- _Task instructions_:
A. Do these statements agree with the passage on war stories and media? Answer yes or no for each and quote the words of the passage that decide it: (i) the video of the weeping Ukrainian father was recorded after the conflict began; (ii) the "Ghost of Kiev" footage came from a digital combat simulator game; (iii) Snapchat is named among the companies that blocked Russian channels.
B. Carry the passage on war stories and media on from its last sentence.

- _Document passage_:
*** Block opens ***
Third, let the rumors fly.
In the era of social media, information can outrun a bullet, while the power of a story can surpass that of a tank. This is what the U.S. propaganda machine has taken to heart and put into practice.
When heartbreaking scenes add up to in-person storytelling, along with emotional words to strike a chord with the audience, a catchy narrative is born. But what about the reality?
U.S. media labeled a viral video clip showing a weeping Ukrainian father saying goodbye to his daughter a “horrific glimpse into how the Eastern European conflict is tearing families apart.” But the video was later verified as recorded before the conflict. The father actually chose to remain behind in Donetsk to defend the region against the Armed Forces of Ukraine.
Another much-shared footage is about a mysterious Ukrainian fighter pilot dubbed “the Ghost of Kiev” shooting down a Russian aircraft. However, the video was also fake, originating from a digital combat simulator game.
On Feb. 5, 2003, in a UN Security Council meeting on Iraq, then U.S. Secretary of State Colin Powell presented a test tube containing washing powder, claiming that it was evidence that Iraq was developing chemical weapons.
In early 2021, with financial support from the United States, the White Helmets, also known as the Syria Civil Defense, faked videos of false-flag airstrikes and chemical attacks on civilians, putting a target on the back of the Syrian government.
For some U.S. politicians and media outlets, the truth means nothing as long as they can fabricate public opinion.
Fourth, censor, suspense, and silent.
In January 2021, U.S. tech giants, including Twitter, Facebook and Snapchat, suspended former President Donald Trump’s accounts, citing possible incitement of violence. Two years later, the focus is Russia.
The European Union took two Russian mainstream media outlets — Sputnik and Russia Today — off the air across Europe. The social media company Meta cut off Russian user access to Facebook and Instagram but temporarily allowed users in some countries to post violent anti-Russia content. Youtube, Netflix and Google have blocked Russian channels.
*** Block closes ***
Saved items
*** Block opens ***
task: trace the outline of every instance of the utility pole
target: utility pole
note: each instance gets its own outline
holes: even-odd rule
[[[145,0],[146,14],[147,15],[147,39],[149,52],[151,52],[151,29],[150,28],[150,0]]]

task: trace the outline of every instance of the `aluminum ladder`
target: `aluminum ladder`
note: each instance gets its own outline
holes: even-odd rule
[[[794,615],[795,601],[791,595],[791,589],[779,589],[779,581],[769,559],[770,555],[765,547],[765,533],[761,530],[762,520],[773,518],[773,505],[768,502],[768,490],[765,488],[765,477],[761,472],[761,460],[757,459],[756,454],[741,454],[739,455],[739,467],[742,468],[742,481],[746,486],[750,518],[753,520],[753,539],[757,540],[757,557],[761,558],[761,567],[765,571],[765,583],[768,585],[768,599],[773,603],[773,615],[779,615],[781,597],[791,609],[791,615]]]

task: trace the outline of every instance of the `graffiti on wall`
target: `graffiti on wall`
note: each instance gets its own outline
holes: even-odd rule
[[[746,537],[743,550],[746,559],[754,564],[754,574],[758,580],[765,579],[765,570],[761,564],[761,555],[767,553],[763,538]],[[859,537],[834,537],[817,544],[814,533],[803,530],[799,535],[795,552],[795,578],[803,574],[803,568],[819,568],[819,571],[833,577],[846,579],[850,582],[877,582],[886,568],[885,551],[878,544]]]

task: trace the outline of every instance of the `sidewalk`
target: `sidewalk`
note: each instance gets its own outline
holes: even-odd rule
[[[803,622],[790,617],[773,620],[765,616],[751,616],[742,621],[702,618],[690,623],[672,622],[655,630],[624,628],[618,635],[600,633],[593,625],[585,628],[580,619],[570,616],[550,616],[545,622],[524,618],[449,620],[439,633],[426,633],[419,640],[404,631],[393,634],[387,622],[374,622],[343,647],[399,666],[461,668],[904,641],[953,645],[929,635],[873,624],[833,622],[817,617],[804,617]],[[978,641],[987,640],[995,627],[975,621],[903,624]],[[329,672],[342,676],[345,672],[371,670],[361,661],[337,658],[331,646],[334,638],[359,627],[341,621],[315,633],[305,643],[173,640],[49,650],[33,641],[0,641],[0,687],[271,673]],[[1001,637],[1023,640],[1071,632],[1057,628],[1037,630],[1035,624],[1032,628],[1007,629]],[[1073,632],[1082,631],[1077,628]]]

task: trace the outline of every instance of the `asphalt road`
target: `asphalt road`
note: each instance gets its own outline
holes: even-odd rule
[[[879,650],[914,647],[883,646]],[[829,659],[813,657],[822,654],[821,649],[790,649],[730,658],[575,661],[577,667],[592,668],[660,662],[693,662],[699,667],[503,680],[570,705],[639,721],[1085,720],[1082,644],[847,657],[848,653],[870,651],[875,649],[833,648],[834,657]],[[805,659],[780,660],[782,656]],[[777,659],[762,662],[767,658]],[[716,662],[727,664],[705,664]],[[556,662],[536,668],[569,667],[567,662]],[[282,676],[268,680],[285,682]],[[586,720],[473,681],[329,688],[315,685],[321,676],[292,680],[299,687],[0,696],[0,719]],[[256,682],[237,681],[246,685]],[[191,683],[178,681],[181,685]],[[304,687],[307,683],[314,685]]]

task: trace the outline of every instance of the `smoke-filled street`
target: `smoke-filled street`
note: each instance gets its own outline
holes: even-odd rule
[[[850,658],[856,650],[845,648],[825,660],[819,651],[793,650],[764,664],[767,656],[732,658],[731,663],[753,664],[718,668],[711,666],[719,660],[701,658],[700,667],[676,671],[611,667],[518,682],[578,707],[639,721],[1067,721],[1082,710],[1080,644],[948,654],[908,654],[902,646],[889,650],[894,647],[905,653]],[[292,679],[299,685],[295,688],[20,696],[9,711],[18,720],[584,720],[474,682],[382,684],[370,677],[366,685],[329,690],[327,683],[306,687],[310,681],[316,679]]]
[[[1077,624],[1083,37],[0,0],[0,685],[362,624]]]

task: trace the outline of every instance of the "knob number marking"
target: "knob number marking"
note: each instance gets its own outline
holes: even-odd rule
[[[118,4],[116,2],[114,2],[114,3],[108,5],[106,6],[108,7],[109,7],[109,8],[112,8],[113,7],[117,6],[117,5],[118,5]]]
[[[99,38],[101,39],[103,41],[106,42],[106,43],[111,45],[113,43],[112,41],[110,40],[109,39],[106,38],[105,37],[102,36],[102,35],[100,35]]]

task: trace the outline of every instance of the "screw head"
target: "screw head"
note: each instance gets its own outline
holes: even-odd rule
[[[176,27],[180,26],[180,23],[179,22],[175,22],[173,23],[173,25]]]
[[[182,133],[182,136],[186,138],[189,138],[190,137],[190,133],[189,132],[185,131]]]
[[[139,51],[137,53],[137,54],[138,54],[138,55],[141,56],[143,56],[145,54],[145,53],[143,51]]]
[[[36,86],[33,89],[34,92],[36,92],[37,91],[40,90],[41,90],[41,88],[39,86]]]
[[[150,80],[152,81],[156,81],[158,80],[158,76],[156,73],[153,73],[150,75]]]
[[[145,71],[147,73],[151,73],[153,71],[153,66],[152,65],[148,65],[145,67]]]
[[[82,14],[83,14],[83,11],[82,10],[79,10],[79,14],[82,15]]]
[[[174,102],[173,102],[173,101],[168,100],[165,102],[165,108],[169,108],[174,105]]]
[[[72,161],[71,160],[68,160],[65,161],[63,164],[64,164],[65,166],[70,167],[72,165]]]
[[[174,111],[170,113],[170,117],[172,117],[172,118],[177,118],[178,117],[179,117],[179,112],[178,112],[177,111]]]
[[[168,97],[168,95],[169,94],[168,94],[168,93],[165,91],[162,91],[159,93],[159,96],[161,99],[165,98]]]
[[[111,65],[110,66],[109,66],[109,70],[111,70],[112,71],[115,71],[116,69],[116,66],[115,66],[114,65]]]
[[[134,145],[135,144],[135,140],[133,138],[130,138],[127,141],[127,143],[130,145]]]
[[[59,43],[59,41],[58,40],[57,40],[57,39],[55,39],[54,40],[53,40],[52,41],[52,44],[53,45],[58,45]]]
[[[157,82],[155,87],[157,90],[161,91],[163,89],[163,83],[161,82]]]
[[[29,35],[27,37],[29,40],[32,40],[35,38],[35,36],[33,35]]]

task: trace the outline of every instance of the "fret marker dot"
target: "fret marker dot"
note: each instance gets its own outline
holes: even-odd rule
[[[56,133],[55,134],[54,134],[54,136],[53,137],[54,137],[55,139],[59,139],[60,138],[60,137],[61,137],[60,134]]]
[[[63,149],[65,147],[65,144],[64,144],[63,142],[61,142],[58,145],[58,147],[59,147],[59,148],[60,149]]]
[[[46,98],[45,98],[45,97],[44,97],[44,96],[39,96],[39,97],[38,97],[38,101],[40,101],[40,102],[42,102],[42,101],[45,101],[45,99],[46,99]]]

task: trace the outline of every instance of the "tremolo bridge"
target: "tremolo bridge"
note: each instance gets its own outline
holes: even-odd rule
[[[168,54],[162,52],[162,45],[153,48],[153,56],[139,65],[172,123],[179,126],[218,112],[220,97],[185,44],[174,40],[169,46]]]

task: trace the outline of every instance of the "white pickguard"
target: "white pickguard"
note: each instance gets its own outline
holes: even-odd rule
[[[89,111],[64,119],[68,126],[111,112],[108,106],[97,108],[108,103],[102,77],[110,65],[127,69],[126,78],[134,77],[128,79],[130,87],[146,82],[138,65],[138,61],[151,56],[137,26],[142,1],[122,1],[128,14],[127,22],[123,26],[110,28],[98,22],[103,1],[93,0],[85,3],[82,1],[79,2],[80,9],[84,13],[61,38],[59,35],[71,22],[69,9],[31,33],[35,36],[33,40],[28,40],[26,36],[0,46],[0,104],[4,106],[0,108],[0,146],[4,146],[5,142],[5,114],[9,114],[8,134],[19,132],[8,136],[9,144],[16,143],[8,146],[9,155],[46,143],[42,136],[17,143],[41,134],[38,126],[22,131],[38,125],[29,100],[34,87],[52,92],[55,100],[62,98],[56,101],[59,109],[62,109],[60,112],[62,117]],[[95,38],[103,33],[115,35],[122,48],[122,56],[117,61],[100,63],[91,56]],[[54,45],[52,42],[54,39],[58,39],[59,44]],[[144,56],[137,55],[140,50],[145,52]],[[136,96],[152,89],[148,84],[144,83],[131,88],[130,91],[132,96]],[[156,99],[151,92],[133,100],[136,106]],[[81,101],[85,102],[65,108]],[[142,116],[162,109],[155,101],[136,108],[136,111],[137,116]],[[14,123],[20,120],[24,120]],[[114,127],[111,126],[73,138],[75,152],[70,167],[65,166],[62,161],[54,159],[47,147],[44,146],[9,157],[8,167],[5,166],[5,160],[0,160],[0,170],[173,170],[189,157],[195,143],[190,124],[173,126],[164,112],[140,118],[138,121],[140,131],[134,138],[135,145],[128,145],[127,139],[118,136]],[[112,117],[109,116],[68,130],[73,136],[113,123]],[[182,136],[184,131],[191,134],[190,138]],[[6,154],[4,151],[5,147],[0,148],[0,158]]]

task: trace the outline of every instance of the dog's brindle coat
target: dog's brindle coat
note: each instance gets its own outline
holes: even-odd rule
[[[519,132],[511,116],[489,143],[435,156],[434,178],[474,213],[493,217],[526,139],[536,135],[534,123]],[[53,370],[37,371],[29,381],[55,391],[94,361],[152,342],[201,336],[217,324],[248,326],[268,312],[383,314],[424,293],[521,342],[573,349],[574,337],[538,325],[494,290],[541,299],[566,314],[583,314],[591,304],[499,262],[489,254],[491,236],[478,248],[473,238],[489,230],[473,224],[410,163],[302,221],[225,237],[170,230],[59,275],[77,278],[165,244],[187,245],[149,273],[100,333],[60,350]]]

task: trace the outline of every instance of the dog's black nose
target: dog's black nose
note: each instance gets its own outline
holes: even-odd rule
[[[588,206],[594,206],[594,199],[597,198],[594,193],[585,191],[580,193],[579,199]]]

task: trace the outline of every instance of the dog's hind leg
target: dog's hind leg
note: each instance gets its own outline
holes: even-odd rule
*** Block closes ***
- _Exercise results_:
A.
(i) No: "the video was later verified as recorded before the conflict."
(ii) Yes: "originating from a digital combat simulator game."
(iii) No: "Youtube, Netflix and Google have blocked Russian channels."

B.
Any voice slightly favoring Russia soon becomes silenced. Multiple residents in eastern Ukraine found their accounts banned by social media platforms right after they posted Russia-related content. French film director and reporter Anne-Laure Bonnel told CNews Channel that Ukrainian army shelling caused civilian deaths in Donbass. Her documentary “Donbas” was later removed from Youtube, and Le Figaro newspaper deleted her article on the life of the Donbass people.
The United States also selectively ignored different voices from other countries. Anti-American and anti-NATO demonstrations were launched in Bulgaria, Turkey and other countries. Serbian football fans raised giant banners in a stadium criticizing the decades of military interventions by the United States and NATO. Don’t expect to see these stories in the U.S. media.
Fifth, bring in the performance art.
Most countries are reluctant to take sides in the conflict, preferring a diplomatic solution to end the fighting.
However, the United States is attempting to drum up support to denounce Russia. The country first wooed NATO member states and the Group of Seven to blame Moscow for the conflict and mobilized European nations to showcase “performance art.”
Stuffed animal toys, Ukrainian flags and slogans were on display by delegations at the emergency session of the United Nations General Assembly on March 2. When Russian Foreign Minister Sergei Lavrov addressed the UN Human Rights Council, dozens of diplomats walked out of the room. The conference hall, which was supposed to be a solemn place for countries to exchange ideas on major global issues, has become a political stage for the United States to ignite confrontation.